TASK DIRECTIONS
Could you change "Query" to "Label" in the lines between the one holding "For every instance of the stainless steel sink, drop" and the one holding "pixel 149 163", inclusive, and give those lines back with everything else unchanged and the pictures left out?

┄┄┄┄┄┄┄┄┄┄

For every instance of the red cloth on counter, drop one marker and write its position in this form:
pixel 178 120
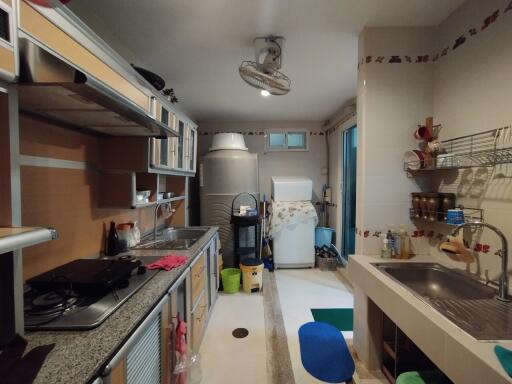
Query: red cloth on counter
pixel 168 262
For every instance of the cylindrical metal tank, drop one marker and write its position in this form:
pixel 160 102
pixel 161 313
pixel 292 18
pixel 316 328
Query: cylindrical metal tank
pixel 223 174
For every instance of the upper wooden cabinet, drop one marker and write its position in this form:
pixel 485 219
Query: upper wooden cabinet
pixel 8 65
pixel 35 25
pixel 177 154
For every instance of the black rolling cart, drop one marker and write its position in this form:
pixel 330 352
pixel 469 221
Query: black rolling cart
pixel 239 221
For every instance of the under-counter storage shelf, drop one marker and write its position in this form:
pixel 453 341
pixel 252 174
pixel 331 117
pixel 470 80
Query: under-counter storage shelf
pixel 400 354
pixel 485 149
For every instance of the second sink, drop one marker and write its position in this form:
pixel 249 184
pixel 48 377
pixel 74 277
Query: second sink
pixel 174 239
pixel 437 282
pixel 466 302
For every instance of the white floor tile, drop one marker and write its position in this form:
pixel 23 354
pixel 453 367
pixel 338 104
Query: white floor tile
pixel 300 290
pixel 225 359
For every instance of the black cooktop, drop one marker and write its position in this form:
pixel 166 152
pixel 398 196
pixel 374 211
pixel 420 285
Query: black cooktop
pixel 87 276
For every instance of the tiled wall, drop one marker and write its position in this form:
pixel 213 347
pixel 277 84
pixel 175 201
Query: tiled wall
pixel 472 93
pixel 464 80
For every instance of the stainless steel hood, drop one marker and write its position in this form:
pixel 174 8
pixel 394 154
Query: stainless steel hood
pixel 21 237
pixel 51 88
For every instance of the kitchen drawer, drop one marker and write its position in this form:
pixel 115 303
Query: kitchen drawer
pixel 199 318
pixel 198 277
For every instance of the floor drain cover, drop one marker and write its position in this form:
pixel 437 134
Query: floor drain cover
pixel 240 333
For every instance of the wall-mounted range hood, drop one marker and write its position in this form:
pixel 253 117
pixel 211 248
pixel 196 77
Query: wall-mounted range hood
pixel 53 89
pixel 21 237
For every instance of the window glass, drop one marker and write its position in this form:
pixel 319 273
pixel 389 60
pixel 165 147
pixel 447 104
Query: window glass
pixel 277 140
pixel 165 116
pixel 4 25
pixel 297 140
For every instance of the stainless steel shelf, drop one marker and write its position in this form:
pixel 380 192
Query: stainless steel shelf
pixel 485 149
pixel 470 215
pixel 153 203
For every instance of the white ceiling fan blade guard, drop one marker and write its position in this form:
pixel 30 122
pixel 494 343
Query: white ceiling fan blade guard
pixel 275 82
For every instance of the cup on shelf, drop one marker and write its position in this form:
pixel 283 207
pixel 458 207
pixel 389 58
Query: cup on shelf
pixel 455 216
pixel 434 146
pixel 422 133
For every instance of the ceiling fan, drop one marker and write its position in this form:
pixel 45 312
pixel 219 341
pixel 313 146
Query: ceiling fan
pixel 263 73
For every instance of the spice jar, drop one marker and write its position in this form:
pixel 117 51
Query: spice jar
pixel 433 202
pixel 447 203
pixel 416 204
pixel 424 206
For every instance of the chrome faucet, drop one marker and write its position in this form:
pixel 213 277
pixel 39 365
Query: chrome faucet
pixel 503 283
pixel 157 207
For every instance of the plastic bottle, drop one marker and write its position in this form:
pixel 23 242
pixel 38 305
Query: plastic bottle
pixel 405 243
pixel 397 245
pixel 135 233
pixel 385 252
pixel 112 241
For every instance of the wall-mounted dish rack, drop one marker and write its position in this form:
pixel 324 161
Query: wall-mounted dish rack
pixel 485 149
pixel 470 215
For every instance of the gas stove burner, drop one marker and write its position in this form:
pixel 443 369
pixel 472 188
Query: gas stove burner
pixel 54 299
pixel 50 305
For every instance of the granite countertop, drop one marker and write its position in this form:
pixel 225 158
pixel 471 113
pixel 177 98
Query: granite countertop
pixel 78 356
pixel 460 356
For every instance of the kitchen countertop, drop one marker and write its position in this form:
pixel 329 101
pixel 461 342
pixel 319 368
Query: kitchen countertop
pixel 78 356
pixel 460 356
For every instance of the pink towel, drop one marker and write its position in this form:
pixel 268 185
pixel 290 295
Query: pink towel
pixel 168 262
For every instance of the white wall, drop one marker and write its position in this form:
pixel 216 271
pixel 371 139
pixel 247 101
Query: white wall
pixel 392 99
pixel 311 163
pixel 473 93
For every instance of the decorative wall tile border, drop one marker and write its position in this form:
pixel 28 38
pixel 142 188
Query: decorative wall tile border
pixel 253 133
pixel 430 234
pixel 487 22
pixel 342 121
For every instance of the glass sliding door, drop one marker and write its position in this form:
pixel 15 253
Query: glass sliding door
pixel 348 212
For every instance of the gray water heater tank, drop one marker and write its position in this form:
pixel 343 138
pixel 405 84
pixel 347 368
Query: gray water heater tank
pixel 227 170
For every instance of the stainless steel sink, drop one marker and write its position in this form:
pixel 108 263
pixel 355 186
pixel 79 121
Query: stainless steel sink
pixel 463 300
pixel 173 239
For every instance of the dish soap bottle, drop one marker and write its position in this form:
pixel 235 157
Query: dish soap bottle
pixel 135 233
pixel 112 241
pixel 405 243
pixel 385 252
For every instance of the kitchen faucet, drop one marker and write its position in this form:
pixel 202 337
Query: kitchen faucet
pixel 168 204
pixel 503 283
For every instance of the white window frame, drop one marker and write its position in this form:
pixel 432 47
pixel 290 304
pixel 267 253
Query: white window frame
pixel 285 148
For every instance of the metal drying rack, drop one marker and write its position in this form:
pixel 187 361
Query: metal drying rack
pixel 485 149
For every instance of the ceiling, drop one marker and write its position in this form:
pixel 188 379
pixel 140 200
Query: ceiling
pixel 197 46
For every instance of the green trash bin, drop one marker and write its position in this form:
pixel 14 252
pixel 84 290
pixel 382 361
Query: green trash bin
pixel 231 280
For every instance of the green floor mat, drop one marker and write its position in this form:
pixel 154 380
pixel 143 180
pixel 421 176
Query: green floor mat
pixel 341 318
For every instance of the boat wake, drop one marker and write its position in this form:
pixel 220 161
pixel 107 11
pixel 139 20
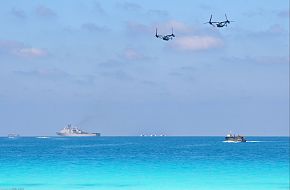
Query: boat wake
pixel 42 137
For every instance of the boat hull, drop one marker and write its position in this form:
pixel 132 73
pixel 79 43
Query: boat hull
pixel 80 135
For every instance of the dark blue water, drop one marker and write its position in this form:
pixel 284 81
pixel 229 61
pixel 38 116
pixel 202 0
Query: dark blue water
pixel 149 163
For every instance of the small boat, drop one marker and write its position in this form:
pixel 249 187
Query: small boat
pixel 234 138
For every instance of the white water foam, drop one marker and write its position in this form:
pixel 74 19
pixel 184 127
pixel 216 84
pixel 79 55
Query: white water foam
pixel 42 137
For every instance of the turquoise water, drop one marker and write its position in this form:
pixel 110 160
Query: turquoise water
pixel 144 163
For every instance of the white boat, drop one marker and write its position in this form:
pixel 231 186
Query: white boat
pixel 13 135
pixel 70 131
pixel 234 138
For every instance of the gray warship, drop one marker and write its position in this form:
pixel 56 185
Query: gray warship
pixel 70 131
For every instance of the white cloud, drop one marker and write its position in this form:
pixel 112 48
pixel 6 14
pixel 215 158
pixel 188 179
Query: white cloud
pixel 194 43
pixel 19 49
pixel 131 54
pixel 45 12
pixel 31 52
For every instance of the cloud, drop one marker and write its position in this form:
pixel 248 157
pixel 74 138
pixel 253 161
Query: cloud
pixel 92 27
pixel 179 27
pixel 45 73
pixel 283 14
pixel 269 59
pixel 20 50
pixel 196 43
pixel 19 13
pixel 31 52
pixel 159 13
pixel 98 8
pixel 117 74
pixel 45 12
pixel 128 6
pixel 57 74
pixel 137 28
pixel 133 55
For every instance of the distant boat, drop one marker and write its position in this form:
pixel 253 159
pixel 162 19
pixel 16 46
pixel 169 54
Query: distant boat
pixel 70 131
pixel 234 138
pixel 13 135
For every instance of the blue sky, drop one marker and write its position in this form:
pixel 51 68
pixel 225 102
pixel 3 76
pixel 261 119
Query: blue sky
pixel 97 65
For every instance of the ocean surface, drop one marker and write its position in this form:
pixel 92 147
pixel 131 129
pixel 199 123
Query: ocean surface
pixel 143 163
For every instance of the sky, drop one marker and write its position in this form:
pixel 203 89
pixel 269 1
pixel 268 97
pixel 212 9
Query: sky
pixel 97 65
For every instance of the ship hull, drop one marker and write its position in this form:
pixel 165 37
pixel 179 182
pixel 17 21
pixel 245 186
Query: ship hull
pixel 80 135
pixel 235 139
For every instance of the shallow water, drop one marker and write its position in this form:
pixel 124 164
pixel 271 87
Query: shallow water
pixel 145 163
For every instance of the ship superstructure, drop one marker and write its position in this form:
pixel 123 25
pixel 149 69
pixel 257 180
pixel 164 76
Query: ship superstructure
pixel 75 132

┄┄┄┄┄┄┄┄┄┄

RESPONSE FOR THIS EXERCISE
For every instance of the stainless steel sink, drop one marker and write its position in this form:
pixel 108 263
pixel 355 186
pixel 79 121
Label: stainless steel sink
pixel 463 300
pixel 173 239
For every instance of the dish soap bottle, drop one marker and write its position in this form:
pixel 235 157
Label: dish soap bottle
pixel 135 233
pixel 112 241
pixel 405 243
pixel 385 252
For every instance of the kitchen faucet, drop one marker and write its position in this form:
pixel 202 337
Label: kitchen faucet
pixel 168 204
pixel 503 283
For every instance of the white window frame, drop one marker and write its position in this form:
pixel 432 47
pixel 290 304
pixel 267 253
Label: white window frame
pixel 285 148
For every instance of the metal drying rack, drop one marker and write its position in this form:
pixel 187 361
Label: metal drying rack
pixel 485 149
For every instance of the ceiling, drop one marker and write its position in this form:
pixel 188 379
pixel 140 200
Label: ceiling
pixel 197 46
For every instance of the green trash bin, drop one marker and write its position in this form:
pixel 14 252
pixel 84 290
pixel 382 361
Label: green trash bin
pixel 231 280
For every instance of the green floor mat, drop one marker and write its position in this form:
pixel 154 380
pixel 143 180
pixel 421 176
Label: green floor mat
pixel 341 318
For every instance of the boat wake, drop one marker and write its position in this form:
pixel 220 161
pixel 107 11
pixel 139 20
Label: boat wake
pixel 42 137
For every instance of the boat hull, drop one marker and write its position in this form:
pixel 132 73
pixel 79 43
Label: boat hull
pixel 80 135
For every instance of the dark blue water, drop one marker and write its position in this form:
pixel 284 81
pixel 229 61
pixel 38 116
pixel 202 0
Label: dark blue water
pixel 149 163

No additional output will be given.